### Set tasks
a: In the TF-IDF forum thread, reproduce the passage that begins at the words "My first dataframe" and stops after "0.03 0.06 ...", renaming "matrix" to "grid" throughout.
b: According to the TF-IDF forum thread, what does the first dataframe contain?
c: Translate this sentence from the TF-IDF forum thread into Spanish: "I'm trying to create a new column where only the TFIDF of the words in the sentence are stored."

### Excerpted passage
Search code examples
pythonpandasdataframetf-idf

Retrieve the matching TFIDF of each words by sentence from a TFIDF matrix (pandas)


My first dataframe contains sentences I tokenized, the second is a matrix of all the TFIDF of each word in each sentence.

I'm trying to create a new column where only the TFIDF of the words in the sentence are stored. How can i do it ?

Tokenize sentences table

Index Tokenized_string
1 [word1,word2,word3]
2 [word1,word3,word4]

Tfidf Table

Index Word1 Word2 ...
1 0.03 0.06 ...
2 0.5 0.5 ...

The table I'm trying to create

Index Tokenized_string TFIDF of each word
1 [word1,word2,word3] [0.03,0.06,0.1]
2 [word1,word3,word4] [0.5,0.4,0.2]

To create the dataframes in my exemple:

import pandas as pd
df = pd.DataFrame({ 'Tokenized_string': 
                   [['word1','word2','word3'],
                    ['word1','word3','word4']]
                   })
    
df_2 = pd.DataFrame({ 'Tokenized_string': 
                   [['word1','word2','word3'],
                    ['word1','word3','word4']],
                   'TFIDF of each word':
                       [[0.03,0.06,0.1],
                        [0.5,0.4,0.2]]})

Solution

  • You can do that with the following.

    Using the following tfidf_df as an example.

    tfidf_df = pd.DataFrame({
        'Word1': [0.03, 0.5],
        'Word2': [0.06, 0.5],
        'Word3': [0.04, 0.5]
                       })
    

    Note that you may need to change the tfidf_df variable based on your naming scheme

    tfidf_df['TFIDF of each word'] = tfidf_df[sorted(tfidf_df.columns)].values.tolist()
    df_2 = pd.concat([df, tfidf_df["TFIDF of each word"]], axis=1)
    
    print(df_2)
            Tokenized_string  TFIDF of each word
    0  [word1, word2, word3]  [0.03, 0.06, 0.04]
    1  [word1, word3, word4]     [0.5, 0.5, 0.5]

### Data extract
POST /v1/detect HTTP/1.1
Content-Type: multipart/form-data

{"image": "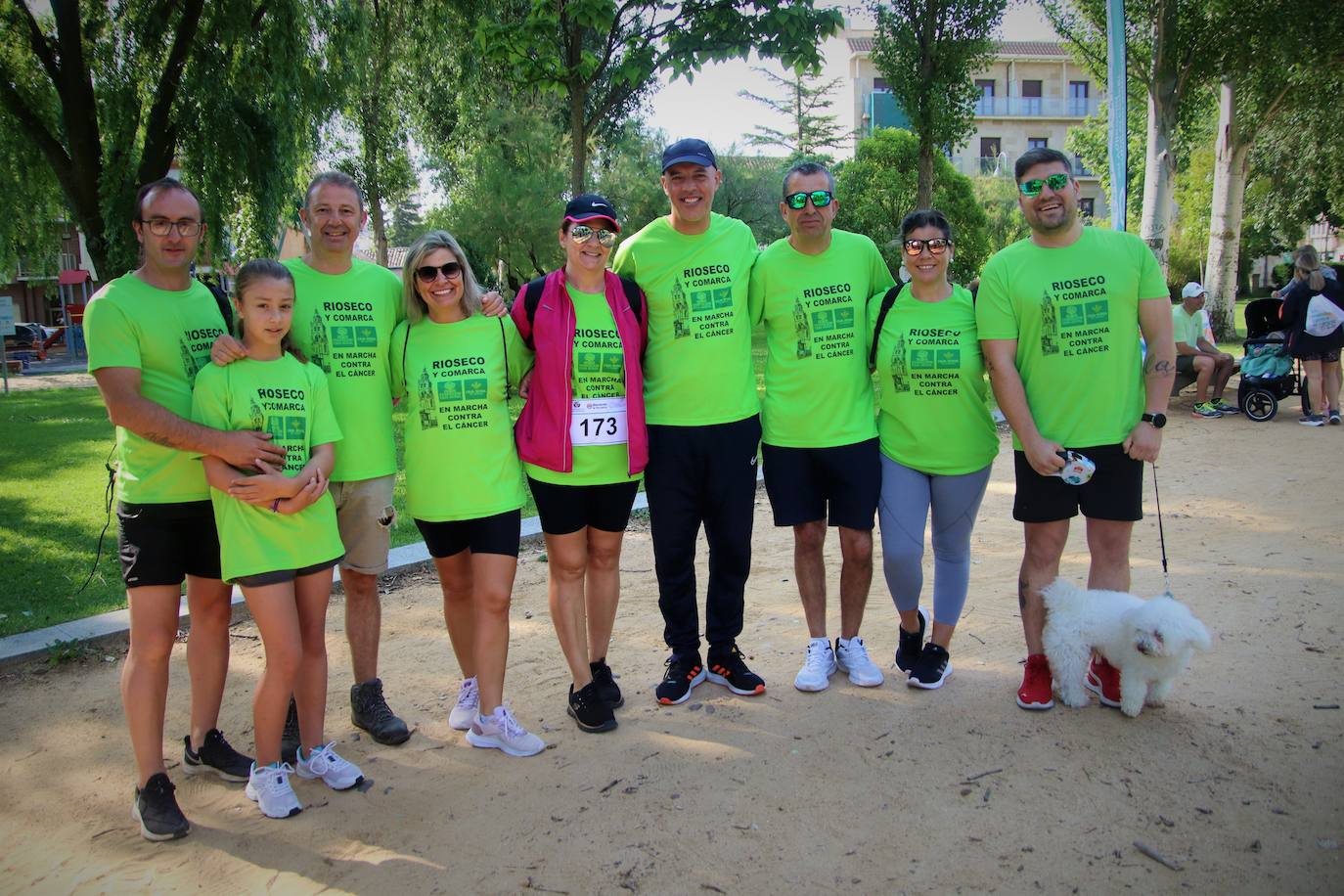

### Task answers
a:
My first dataframe contains sentences I tokenized, the second is a grid of all the TFIDF of each word in each sentence.

I'm trying to create a new column where only the TFIDF of the words in the sentence are stored. How can i do it ?

Tokenize sentences table

Index Tokenized_string
1 [word1,word2,word3]
2 [word1,word3,word4]

Tfidf Table

Index Word1 Word2 ...
1 0.03 0.06 ...

b: Tokenized sentences.

c: Estoy intentando crear una nueva columna en la que solo se almacene el TFIDF de las palabras de la oración.